= Brief 1 =
In the pitch angle stability excerpt, rewrite the stretch from "In Figure 12, we" through "in Figure 13.", changing "phase plane" to "phase portrait".
= Brief 2 =
From the records, copy out each line that contains the string "every".

The stochastic stability of SDEs was previously studied, theorised, and formulated in various publications [30,31], and the stochastic stability of the pitch angle equation of motion was studied by Sagirow [1], and the relationship between the constants of the SDE which dictates the stability of the equation is the following:

$${\mathrm{A}}_0\le {\displaystyle \frac{1}{2}}\left(1-{\displaystyle \frac{{\mathrm{c}}^2}{2\mathrm{b}-{\mathrm{c}}^2{\mathrm{b}}^2}}\right).$$

(44)

We remark that, for c = 0, we re-obtain the same condition as discussed previously for the deterministic case.

4.2.1. Case 1

The proposed initial conditions are as follows:

$${\mathrm{X}}_0={\dot{\mathrm{X}}}_0=\pi /180,$$

(45)

which are very close from the stability point (0.0). Taking into consideration the previous conditions for stability, the constants considered for this SDE are as follows:

$${\mathrm{A}}_0=0.25, \mathrm{b}=2, \mathrm{c}=0.8.$$

(46)

The graphical results of this SDE are shown in the following figures.

In Figure 12, we represent the phase plane and the evolution in the dimensionless time of the 5000 trajectories. As was previously demonstrated, the pitch angle motion stabilises (or is asymptotically stable [26]) at the origin (0,0) after a short interval of time for all paths. A comparison between the results obtained with the schemes can be seen below in Figure 13.

4.2.2. Case 2

In order to test the other stability points, we can consider the next initial values:

$${\mathrm{X}}_0=\pi /2, {\dot{\mathrm{X}}}_0=-1/2,$$

(47)

for which the results can be seen below.

One can notice that, in Figure 14, although most of the trajectories stabilise at the origin, which is the globally equilibrium point, some of these 5000 cases stabilise at $\mathrm{X}=2\pi$. We are referring to the white noise that has a decisive effect on the stability of the dynamical system.

4.2.3. Case 3

Let us consider another set of initial values:

$${\mathrm{X}}_0=\pi /2, {\dot{\mathrm{X}}}_0=1/2,$$

(48)

for which we obtain the results in Figure 15.

Although the noiseless differential equation will stabilise at the origin, there are certain paths for which stabilisation occurs at different points (for X = 2kπ), highlighting the uncertainty associated with SDEs and the importance of stability conditions.

= Recorded data =

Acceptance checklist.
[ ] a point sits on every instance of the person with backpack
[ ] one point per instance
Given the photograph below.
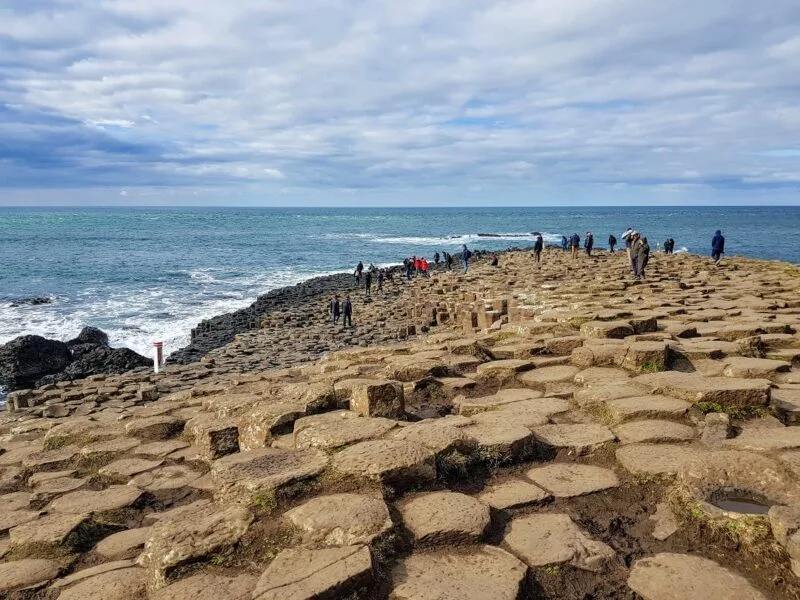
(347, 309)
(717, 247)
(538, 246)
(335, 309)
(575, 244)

* * *

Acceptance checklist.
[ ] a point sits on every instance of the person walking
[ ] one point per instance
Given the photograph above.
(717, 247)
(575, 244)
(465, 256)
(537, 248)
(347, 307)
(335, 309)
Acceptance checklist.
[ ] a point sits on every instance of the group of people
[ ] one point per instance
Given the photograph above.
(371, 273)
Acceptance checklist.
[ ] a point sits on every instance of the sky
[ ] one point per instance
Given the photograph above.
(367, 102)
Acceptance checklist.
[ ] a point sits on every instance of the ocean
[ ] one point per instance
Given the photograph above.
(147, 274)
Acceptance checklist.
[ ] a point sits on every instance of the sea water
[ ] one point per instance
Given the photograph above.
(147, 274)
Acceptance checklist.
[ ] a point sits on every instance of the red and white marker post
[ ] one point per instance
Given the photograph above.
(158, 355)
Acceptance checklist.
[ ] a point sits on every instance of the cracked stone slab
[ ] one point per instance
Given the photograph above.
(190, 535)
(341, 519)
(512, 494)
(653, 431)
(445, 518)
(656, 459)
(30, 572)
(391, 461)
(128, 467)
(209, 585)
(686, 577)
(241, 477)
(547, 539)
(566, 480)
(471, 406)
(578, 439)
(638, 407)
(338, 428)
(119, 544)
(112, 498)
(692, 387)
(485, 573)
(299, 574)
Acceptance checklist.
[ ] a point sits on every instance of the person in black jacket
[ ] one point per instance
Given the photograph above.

* * *

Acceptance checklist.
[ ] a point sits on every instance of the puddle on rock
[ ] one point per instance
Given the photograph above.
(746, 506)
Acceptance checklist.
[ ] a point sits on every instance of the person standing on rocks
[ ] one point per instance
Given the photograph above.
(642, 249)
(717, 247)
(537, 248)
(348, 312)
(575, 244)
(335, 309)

= Full solution 1 =
In Figure 12, we represent the phase portrait and the evolution in the dimensionless time of the 5000 trajectories. As was previously demonstrated, the pitch angle motion stabilises (or is asymptotically stable [26]) at the origin (0,0) after a short interval of time for all paths. A comparison between the results obtained with the schemes can be seen below in Figure 13.

= Full solution 2 =
[ ] a point sits on every instance of the person with backpack
[ ] a point sits on every instance of the person walking
[ ] a point sits on every instance of the group of people
[ ] a point sits on every instance of the sky
[ ] a point sits on every instance of the ocean
[ ] a point sits on every instance of the sea water
[ ] a point sits on every instance of the red and white marker post
[ ] a point sits on every instance of the cracked stone slab
[ ] a point sits on every instance of the person in black jacket
[ ] a point sits on every instance of the puddle on rock
[ ] a point sits on every instance of the person standing on rocks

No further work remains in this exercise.